**ARBEITSAUFTRAG**
1 - Wie heißt der Kater, den Katja im Übungstext über den Kopf streicht?
2 - Entnimm dem Übungstext wörtlich den Abschnitt zwischen „Doch ganz sicher“ und „Wohnung in Gralla.“, beide einschließlich.

Doch ganz sicher sind sich die Mediziner nicht. Am Tag der Operation nehmen sie noch eine Probe, zwei Wochen später hört Katja den unfassbaren Satz, bekommt ihre Diagnose. Sie verdrängt die Vorstellung einer Amputation. Sie will ihren Fuß nicht aufgeben, hat Angst. "Ich habe das nicht wahrhaben wollen", erzählt die 27-Jährige heute, während sie Kater Jack über den Kopf streicht. Er ist immer in ihrer Nähe, wenn sie daheim ist, entfernt sich nie weiter als ein paar Meter von der Wohnung in Gralla.

**ROHDATEN**
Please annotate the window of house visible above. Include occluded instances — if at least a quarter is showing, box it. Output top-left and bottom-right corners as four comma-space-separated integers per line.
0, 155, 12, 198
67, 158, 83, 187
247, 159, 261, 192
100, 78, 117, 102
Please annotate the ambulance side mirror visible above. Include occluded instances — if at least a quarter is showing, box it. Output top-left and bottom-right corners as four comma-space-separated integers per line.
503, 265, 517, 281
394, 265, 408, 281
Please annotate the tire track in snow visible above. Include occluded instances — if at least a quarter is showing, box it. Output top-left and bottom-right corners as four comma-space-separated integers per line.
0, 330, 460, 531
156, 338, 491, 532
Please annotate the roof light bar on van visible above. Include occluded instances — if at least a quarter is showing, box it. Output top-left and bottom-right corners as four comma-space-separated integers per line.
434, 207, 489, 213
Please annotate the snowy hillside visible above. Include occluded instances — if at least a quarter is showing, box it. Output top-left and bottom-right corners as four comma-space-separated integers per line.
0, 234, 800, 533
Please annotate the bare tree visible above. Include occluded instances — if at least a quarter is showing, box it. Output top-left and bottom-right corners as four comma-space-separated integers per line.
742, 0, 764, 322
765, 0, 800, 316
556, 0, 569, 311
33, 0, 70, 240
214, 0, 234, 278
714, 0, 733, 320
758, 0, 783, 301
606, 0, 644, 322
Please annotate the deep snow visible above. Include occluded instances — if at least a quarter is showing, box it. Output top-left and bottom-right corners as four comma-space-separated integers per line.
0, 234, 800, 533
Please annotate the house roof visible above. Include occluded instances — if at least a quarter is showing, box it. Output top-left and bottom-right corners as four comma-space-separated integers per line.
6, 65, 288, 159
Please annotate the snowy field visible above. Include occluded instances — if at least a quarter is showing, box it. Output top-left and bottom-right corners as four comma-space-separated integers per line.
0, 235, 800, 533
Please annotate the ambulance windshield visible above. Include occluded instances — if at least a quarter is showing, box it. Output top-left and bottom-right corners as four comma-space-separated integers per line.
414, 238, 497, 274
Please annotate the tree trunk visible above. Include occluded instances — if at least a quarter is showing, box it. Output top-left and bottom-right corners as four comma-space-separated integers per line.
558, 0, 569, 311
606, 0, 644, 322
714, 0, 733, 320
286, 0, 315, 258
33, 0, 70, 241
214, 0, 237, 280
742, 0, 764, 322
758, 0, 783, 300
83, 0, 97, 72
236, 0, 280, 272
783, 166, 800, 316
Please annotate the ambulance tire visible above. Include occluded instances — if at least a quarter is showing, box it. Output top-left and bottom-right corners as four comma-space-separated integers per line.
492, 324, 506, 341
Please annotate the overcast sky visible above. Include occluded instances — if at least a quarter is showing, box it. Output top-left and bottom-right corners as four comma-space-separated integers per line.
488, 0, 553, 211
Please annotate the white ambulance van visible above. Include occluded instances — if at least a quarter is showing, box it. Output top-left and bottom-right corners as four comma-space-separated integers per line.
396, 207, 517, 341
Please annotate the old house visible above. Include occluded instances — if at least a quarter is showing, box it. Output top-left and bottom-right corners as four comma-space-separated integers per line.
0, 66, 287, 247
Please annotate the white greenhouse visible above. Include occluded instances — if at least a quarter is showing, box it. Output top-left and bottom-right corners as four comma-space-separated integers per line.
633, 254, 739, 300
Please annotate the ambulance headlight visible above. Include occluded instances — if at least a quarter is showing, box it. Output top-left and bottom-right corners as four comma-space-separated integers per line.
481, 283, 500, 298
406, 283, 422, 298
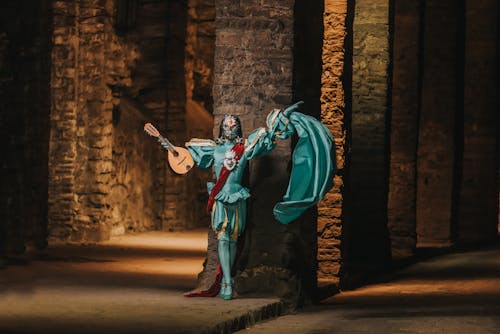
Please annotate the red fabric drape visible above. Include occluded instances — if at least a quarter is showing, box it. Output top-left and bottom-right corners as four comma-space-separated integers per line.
206, 144, 245, 213
184, 144, 245, 297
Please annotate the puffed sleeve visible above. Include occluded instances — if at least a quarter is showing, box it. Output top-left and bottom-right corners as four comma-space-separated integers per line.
186, 138, 215, 169
245, 109, 294, 159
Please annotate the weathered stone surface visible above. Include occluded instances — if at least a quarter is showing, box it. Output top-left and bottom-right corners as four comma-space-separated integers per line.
0, 0, 50, 253
416, 0, 463, 245
342, 0, 390, 284
457, 0, 500, 243
48, 0, 137, 241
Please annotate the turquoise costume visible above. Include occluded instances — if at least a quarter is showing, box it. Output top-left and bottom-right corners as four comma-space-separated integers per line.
186, 102, 336, 299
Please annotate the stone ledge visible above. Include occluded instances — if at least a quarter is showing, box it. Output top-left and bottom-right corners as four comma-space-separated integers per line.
203, 301, 290, 334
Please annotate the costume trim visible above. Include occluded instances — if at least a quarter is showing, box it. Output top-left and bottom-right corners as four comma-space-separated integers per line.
266, 109, 282, 128
206, 144, 245, 213
231, 207, 240, 240
185, 138, 216, 147
245, 128, 267, 153
217, 208, 229, 239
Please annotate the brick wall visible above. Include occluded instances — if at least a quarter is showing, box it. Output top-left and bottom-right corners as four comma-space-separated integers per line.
344, 0, 390, 283
317, 1, 350, 286
387, 0, 422, 259
457, 0, 500, 243
49, 0, 135, 241
185, 0, 215, 227
0, 0, 50, 257
214, 0, 303, 298
416, 0, 463, 246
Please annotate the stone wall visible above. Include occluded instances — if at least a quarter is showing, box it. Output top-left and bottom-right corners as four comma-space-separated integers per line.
318, 0, 350, 286
214, 0, 305, 299
457, 0, 500, 243
416, 0, 464, 246
49, 0, 135, 241
49, 0, 215, 241
185, 0, 215, 227
0, 0, 50, 254
343, 0, 391, 284
387, 0, 423, 259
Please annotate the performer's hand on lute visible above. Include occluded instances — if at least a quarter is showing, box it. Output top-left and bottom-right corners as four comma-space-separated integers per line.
144, 123, 194, 174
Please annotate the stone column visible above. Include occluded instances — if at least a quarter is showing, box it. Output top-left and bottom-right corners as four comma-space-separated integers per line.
213, 0, 301, 298
457, 0, 500, 243
317, 0, 350, 286
344, 0, 390, 283
48, 0, 134, 241
387, 0, 422, 259
416, 0, 463, 246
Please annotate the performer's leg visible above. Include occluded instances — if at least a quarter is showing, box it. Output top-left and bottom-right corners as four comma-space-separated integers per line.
229, 240, 238, 268
219, 236, 233, 299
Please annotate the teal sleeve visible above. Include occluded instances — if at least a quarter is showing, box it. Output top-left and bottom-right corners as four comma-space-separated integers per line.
187, 145, 215, 169
245, 128, 276, 159
245, 109, 294, 159
268, 102, 337, 224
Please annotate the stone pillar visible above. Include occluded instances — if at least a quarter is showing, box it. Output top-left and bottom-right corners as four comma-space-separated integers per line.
457, 0, 500, 243
0, 0, 51, 253
213, 0, 302, 298
416, 0, 463, 246
317, 0, 350, 286
344, 0, 390, 284
162, 1, 191, 230
48, 1, 79, 240
49, 0, 133, 241
185, 0, 215, 228
387, 0, 422, 259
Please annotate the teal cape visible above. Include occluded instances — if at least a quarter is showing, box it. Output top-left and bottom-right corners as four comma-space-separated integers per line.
267, 101, 337, 224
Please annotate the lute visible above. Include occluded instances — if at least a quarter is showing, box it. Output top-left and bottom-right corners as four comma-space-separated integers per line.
144, 123, 194, 174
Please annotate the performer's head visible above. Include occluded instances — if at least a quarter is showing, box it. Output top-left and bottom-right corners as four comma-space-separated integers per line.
219, 115, 243, 141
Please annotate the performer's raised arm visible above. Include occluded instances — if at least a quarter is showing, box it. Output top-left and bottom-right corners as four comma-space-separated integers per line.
186, 138, 216, 169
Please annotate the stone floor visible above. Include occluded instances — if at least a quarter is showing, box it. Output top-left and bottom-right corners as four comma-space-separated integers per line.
0, 231, 282, 333
0, 231, 500, 334
238, 246, 500, 334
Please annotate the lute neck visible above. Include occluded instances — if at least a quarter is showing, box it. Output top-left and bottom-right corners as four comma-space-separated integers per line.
158, 135, 179, 156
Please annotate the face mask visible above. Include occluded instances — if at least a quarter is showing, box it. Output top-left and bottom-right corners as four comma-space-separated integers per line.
222, 115, 240, 140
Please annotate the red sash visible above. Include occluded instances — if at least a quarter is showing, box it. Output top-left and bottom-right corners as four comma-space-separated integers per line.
206, 144, 245, 213
184, 144, 245, 297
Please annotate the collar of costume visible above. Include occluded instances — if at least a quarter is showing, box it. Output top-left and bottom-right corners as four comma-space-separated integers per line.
206, 144, 245, 213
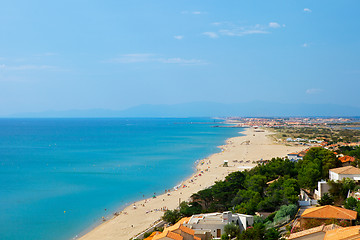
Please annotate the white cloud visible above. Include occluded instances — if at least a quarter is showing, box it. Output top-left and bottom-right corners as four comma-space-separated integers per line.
0, 64, 57, 71
106, 53, 207, 65
212, 22, 222, 26
181, 11, 206, 15
202, 22, 285, 38
305, 88, 324, 94
159, 58, 207, 65
174, 35, 184, 40
34, 52, 57, 57
219, 27, 269, 37
203, 32, 219, 38
269, 22, 281, 28
109, 53, 154, 63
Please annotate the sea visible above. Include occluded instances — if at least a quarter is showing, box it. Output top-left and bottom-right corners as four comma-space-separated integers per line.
0, 118, 242, 240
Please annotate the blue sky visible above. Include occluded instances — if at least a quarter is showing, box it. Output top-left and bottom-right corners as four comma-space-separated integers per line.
0, 0, 360, 115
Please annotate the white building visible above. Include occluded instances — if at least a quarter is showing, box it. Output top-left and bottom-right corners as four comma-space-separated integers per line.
184, 212, 254, 238
329, 166, 360, 181
314, 180, 330, 200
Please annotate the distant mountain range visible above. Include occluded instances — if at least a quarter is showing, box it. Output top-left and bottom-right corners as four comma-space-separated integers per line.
4, 101, 360, 118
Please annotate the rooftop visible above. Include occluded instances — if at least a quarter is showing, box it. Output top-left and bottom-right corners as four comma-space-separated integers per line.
287, 224, 342, 240
301, 205, 357, 220
324, 226, 360, 240
339, 156, 355, 163
329, 166, 360, 175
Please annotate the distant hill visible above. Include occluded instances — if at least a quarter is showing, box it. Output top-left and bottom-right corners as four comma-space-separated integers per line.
6, 101, 360, 118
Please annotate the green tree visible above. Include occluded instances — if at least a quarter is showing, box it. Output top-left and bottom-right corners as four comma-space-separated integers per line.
344, 197, 358, 210
274, 204, 298, 222
238, 223, 266, 240
224, 223, 240, 238
162, 209, 181, 224
264, 228, 282, 240
318, 193, 334, 206
180, 202, 202, 217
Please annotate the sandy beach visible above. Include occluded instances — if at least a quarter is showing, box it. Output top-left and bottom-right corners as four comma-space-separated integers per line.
80, 128, 304, 240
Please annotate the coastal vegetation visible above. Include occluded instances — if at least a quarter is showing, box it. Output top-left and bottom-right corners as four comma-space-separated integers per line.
272, 126, 360, 144
163, 147, 342, 239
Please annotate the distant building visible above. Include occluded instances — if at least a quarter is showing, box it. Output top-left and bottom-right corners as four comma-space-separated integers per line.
329, 166, 360, 181
184, 212, 254, 239
300, 205, 357, 227
148, 220, 201, 240
324, 226, 360, 240
286, 224, 342, 240
339, 155, 355, 167
287, 149, 309, 162
314, 180, 330, 200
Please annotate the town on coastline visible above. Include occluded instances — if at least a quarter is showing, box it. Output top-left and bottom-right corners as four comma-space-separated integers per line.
82, 118, 360, 240
131, 118, 360, 240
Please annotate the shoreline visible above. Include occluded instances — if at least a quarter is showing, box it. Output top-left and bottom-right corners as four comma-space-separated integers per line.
78, 128, 304, 240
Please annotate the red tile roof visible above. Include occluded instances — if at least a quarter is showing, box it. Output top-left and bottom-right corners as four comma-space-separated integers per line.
301, 205, 357, 220
324, 226, 360, 240
339, 155, 355, 163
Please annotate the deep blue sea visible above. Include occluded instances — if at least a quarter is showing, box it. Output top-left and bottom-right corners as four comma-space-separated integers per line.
0, 119, 241, 240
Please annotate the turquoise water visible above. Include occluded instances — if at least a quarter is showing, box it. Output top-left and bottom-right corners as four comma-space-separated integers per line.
0, 119, 241, 240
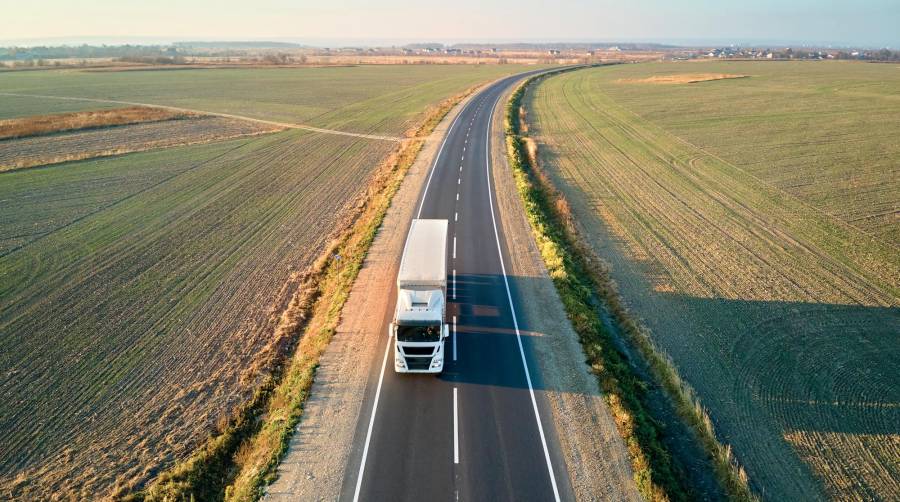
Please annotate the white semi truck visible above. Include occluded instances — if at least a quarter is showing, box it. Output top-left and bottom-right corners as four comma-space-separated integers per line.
388, 219, 450, 373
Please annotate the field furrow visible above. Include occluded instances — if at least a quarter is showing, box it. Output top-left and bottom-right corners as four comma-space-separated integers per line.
526, 63, 900, 500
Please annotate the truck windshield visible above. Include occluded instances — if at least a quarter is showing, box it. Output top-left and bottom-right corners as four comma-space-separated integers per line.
397, 324, 441, 342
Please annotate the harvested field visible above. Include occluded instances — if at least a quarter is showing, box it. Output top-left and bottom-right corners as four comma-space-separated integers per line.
0, 112, 278, 172
526, 63, 900, 500
0, 106, 189, 140
0, 132, 390, 499
0, 65, 536, 135
618, 73, 750, 84
0, 66, 536, 500
603, 61, 900, 244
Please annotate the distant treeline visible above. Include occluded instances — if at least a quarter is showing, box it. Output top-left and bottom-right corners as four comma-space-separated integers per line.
0, 45, 178, 61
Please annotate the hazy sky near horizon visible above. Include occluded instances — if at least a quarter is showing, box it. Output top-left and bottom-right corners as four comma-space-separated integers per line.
7, 0, 900, 47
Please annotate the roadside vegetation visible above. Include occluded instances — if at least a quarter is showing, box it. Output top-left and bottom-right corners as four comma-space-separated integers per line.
505, 70, 754, 500
517, 62, 900, 500
0, 66, 532, 499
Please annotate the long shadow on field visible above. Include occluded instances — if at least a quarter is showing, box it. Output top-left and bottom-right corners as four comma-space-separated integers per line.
430, 275, 900, 434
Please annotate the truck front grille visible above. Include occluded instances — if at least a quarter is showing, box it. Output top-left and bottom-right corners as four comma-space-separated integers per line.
406, 356, 431, 370
403, 345, 434, 356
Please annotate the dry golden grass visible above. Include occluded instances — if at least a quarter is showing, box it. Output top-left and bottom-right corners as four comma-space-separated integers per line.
617, 73, 750, 84
0, 106, 191, 140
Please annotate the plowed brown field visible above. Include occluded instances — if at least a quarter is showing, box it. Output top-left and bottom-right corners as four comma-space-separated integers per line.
527, 63, 900, 500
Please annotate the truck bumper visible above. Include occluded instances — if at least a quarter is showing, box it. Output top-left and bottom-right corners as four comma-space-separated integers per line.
394, 361, 444, 373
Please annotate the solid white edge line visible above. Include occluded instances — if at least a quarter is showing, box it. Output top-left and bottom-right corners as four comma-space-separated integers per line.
453, 268, 456, 300
484, 91, 559, 502
353, 91, 474, 502
453, 316, 456, 361
353, 337, 391, 502
453, 387, 459, 464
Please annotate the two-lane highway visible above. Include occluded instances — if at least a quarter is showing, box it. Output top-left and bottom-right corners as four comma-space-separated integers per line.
342, 71, 571, 501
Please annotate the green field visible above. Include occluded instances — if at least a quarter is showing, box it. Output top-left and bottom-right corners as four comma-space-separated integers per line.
526, 62, 900, 500
0, 66, 522, 500
0, 65, 517, 135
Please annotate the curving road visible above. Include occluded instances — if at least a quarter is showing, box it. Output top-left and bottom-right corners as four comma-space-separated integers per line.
341, 70, 573, 501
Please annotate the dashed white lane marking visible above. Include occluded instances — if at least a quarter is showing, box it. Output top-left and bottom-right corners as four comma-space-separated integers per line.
484, 95, 559, 502
414, 96, 469, 218
453, 387, 459, 464
453, 316, 456, 361
353, 86, 471, 502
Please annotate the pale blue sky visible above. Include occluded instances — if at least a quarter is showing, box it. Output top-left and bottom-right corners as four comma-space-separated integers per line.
7, 0, 900, 47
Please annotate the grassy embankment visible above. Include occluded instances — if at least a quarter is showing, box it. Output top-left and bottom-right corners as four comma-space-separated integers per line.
505, 72, 754, 500
0, 65, 536, 499
135, 84, 482, 501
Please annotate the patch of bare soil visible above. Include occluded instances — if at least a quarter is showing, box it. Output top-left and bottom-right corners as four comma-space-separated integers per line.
265, 79, 477, 500
0, 115, 280, 172
0, 106, 195, 140
617, 73, 750, 84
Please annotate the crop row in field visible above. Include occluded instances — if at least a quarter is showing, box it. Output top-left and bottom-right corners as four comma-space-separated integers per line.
0, 116, 277, 171
0, 65, 536, 135
598, 62, 900, 244
0, 65, 536, 499
526, 63, 900, 500
0, 131, 391, 498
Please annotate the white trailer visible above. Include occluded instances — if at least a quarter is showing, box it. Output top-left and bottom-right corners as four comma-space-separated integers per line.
388, 219, 450, 373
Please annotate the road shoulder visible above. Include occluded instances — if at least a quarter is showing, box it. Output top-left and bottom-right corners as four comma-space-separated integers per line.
265, 87, 483, 501
491, 80, 641, 500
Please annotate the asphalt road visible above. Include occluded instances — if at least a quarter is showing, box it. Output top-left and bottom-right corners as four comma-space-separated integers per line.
341, 71, 572, 501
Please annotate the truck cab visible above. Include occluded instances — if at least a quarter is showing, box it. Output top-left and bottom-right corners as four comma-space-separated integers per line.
388, 219, 450, 373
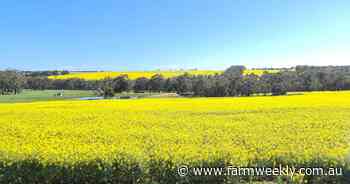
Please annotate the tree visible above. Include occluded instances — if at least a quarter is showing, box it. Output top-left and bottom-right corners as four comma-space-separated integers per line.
241, 74, 259, 96
112, 75, 129, 93
148, 74, 165, 92
0, 70, 25, 95
175, 73, 192, 94
133, 77, 149, 92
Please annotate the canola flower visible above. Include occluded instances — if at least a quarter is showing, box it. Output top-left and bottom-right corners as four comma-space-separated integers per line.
49, 69, 279, 80
0, 92, 350, 183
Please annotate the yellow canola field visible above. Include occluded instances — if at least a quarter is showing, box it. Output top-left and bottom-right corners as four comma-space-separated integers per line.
49, 70, 278, 80
0, 92, 350, 166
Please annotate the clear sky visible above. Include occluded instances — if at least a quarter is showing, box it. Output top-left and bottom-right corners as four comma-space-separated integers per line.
0, 0, 350, 70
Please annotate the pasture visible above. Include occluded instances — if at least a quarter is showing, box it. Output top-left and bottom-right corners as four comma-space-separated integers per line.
0, 90, 95, 103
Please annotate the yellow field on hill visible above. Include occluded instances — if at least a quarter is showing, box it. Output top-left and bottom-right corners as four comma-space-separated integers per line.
49, 70, 278, 80
0, 92, 350, 183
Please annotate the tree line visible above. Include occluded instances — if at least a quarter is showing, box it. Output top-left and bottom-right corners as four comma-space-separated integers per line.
0, 66, 350, 97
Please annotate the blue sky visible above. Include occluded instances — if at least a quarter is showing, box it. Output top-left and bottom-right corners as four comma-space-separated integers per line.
0, 0, 350, 71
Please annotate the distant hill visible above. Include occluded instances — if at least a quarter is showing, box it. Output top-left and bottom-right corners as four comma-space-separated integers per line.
49, 69, 279, 80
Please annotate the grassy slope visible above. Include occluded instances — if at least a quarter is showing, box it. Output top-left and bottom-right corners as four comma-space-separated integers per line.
0, 90, 94, 103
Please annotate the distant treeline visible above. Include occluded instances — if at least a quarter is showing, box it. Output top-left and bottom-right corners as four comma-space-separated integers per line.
0, 66, 350, 97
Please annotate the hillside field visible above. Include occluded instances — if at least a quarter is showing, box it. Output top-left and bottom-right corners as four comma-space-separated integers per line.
49, 70, 278, 80
0, 92, 350, 183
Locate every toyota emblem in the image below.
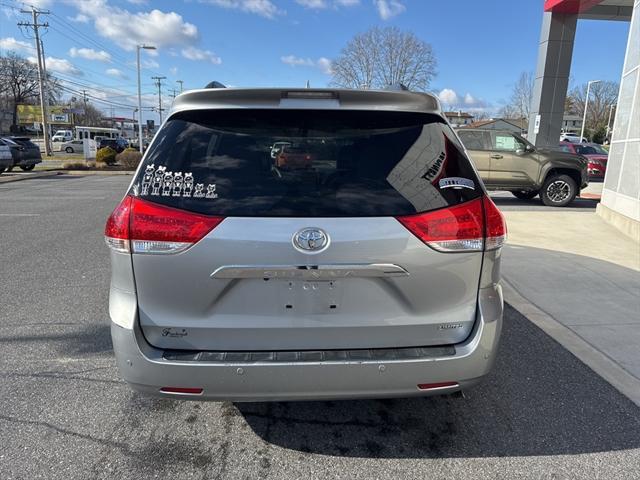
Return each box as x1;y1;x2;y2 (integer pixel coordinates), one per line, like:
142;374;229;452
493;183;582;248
293;228;329;253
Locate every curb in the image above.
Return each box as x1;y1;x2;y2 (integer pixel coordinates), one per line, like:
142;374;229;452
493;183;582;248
502;277;640;407
0;171;60;183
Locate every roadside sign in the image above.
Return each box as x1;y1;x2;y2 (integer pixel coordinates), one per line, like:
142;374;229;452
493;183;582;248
82;138;98;160
533;114;540;135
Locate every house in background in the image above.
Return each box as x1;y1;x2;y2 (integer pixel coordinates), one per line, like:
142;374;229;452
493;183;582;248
464;118;527;136
444;110;473;128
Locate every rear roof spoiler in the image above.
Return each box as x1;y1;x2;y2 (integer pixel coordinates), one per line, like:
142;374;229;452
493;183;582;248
171;87;442;116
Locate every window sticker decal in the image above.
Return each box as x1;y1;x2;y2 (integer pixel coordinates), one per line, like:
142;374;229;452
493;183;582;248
438;177;476;190
135;164;218;199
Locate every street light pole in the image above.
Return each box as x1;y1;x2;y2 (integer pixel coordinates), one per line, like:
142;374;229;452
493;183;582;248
607;103;616;143
580;80;602;143
136;45;156;153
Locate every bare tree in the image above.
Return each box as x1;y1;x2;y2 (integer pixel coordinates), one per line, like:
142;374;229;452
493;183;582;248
568;81;620;135
500;72;533;120
331;27;436;91
0;52;61;125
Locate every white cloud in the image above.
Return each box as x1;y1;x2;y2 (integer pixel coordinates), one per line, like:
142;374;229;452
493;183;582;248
200;0;285;18
280;55;332;75
67;13;91;23
69;47;111;62
0;37;36;52
140;58;160;70
316;57;333;75
68;0;199;50
438;88;458;107
280;55;315;67
182;46;222;65
105;68;129;78
373;0;407;20
296;0;329;8
296;0;360;10
27;57;84;77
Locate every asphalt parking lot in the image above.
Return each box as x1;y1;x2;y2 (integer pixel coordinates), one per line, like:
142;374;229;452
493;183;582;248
0;176;640;479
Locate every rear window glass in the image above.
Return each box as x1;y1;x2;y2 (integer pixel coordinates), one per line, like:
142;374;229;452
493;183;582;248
131;110;482;217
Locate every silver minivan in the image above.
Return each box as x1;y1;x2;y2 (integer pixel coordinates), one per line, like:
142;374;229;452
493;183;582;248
105;88;506;401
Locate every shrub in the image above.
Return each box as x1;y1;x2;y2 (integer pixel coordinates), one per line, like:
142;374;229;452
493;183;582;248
116;148;142;170
96;147;117;165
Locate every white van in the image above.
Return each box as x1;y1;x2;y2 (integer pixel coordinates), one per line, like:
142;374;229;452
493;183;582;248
51;130;73;142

**LÖSUNGEN**
1 - Jack

2 -
Doch ganz sicher sind sich die Mediziner nicht. Am Tag der Operation nehmen sie noch eine Probe, zwei Wochen später hört Katja den unfassbaren Satz, bekommt ihre Diagnose. Sie verdrängt die Vorstellung einer Amputation. Sie will ihren Fuß nicht aufgeben, hat Angst. "Ich habe das nicht wahrhaben wollen", erzählt die 27-Jährige heute, während sie Kater Jack über den Kopf streicht. Er ist immer in ihrer Nähe, wenn sie daheim ist, entfernt sich nie weiter als ein paar Meter von der Wohnung in Gralla.